## Passage
--- START ---
Party staff paid by municipal groups
In the same way, some Cs groups in city and provincial councils have spent around €166,393 on the “payment of staff remuneration” for the party, which could also violate the law, with regards to how local regimes are paid. These remunerations, in fact, are the source of several more irregularities, since 17 temporary employees were hired for various election campaigns without being declared as an electoral expense. The Court of Auditors also detected the payment of payroll in duplicate, and that the Gavà council group did not pay personal income tax or social security contributions to two scholarship holders who received €4,000, and that the Sant Cugat group “incorrectly recorded payroll amount of four months”.
The list of errors that the report outlines is remarkable, to the point that the deviation it detects between the registered accounts and correct accounting would add to €9.6 million. Of this amount, €7.5 million represent long-term debts with credit institutions that would appear to actually be current liabilities, since they expire the following year, but also that “the incidents arising from the accounting of the bonds of the various headquarters of the party led to the fact that the expenses of the year were underestimated by €191,875 euros and liabilities by €176,132 euros”, that “the non-current assets of the party were overvalued at €28,378.31” and that the results for the year are “overvalued by a net amount of €47,103”.
On the other hand, Ciutadans had creditors balances adding to a total amount of €108,990 “registered in duplicate”, and maintained a short-term debt of €2,930 which had been canceled for more than a year, and obligations arising from the rental of premises which were not reflected in the accounts as an expense, totaling a value of €31,748 euros with respect to the headquarters in L’Hospitalet de Llobregat, Lleida, Valencia and Madrid. The accounts also present many minor errors, such as the incorrect registry of €5,769 for the purchase of computer equipment, while the document does not reflect – as it should – the existence “of guarantees provided by the party to third parties, for a total value of €1,065,876 euros”.
Photo: Rivera, Girauta and Asunción, at the presentation of “Citizens Movement” (Credit: Roger Pi de Cabanyes)
Finally, with regard to its foundations, Citizens only recognize Civic Tribune as one of their own, while two more were left out: the Catalunya Constitucional association, founded by Ciutadans leaders, and which received grants as a party-linked entity, but has not submitted an audit of accounts, as the law specifies; and the “Citizens Movement for Regeneration” association. In this second case, three members of the board also are leaders of the party; it was the platform which helped Rivera make his first tour and expand the party to state level, and as if this was not enough, the Court of Auditors found incorrectly entered expenses relating to Ciutadans, issued in the name of this very association, totally €6,147.
However, the Citizen Movement for Regeneration entity did not present either annual accounts or an audit report when it was requested to do so in the first instance and, in fact, Ciutadans delivered a list of donations received in the name of this association during 2014 at the very last minute. This was too late, however, for it to be audited and endorsed in accordance with the law, and written up in this recent report.
--- END ---
In the passage on the party's accounts, what total does the deviation between the registered accounts and correct accounting reach?

## Entries shown
--- START ---
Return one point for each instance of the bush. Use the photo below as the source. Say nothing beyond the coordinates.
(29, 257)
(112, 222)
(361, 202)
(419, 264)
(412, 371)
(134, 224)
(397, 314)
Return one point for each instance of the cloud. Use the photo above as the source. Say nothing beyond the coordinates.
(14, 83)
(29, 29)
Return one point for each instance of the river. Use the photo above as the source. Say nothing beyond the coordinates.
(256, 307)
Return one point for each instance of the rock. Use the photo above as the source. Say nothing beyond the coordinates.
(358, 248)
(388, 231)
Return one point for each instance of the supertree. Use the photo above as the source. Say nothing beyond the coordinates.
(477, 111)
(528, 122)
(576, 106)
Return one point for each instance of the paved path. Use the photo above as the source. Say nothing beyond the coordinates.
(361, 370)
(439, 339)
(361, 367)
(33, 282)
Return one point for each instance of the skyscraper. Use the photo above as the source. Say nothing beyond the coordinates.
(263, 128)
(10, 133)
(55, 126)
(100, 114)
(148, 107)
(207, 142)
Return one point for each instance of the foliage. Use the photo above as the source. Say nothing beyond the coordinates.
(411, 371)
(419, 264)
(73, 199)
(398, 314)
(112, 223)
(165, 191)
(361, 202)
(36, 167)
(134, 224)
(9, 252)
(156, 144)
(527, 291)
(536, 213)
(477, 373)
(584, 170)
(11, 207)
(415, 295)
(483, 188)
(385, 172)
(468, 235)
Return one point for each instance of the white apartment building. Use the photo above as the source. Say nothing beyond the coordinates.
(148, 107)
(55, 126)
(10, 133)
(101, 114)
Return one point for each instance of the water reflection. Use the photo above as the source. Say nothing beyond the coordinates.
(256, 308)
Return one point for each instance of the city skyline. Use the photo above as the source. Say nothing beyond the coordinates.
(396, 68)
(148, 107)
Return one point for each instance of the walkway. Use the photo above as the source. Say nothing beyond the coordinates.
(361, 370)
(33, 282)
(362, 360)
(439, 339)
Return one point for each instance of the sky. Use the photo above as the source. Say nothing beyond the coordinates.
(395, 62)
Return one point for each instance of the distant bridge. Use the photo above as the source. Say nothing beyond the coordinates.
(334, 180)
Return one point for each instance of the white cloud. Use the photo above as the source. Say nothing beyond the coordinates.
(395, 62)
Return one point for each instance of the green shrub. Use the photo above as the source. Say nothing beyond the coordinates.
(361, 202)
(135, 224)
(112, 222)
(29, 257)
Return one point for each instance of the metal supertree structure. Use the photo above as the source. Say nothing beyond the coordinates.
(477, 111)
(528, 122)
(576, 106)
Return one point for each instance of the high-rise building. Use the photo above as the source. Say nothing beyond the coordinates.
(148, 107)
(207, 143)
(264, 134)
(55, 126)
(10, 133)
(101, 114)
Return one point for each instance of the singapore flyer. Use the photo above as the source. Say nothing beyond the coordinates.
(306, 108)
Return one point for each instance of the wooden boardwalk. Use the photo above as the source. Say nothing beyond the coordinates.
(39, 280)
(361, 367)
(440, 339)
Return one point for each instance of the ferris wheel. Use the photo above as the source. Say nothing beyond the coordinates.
--- END ---
## Answer section
€9.6 million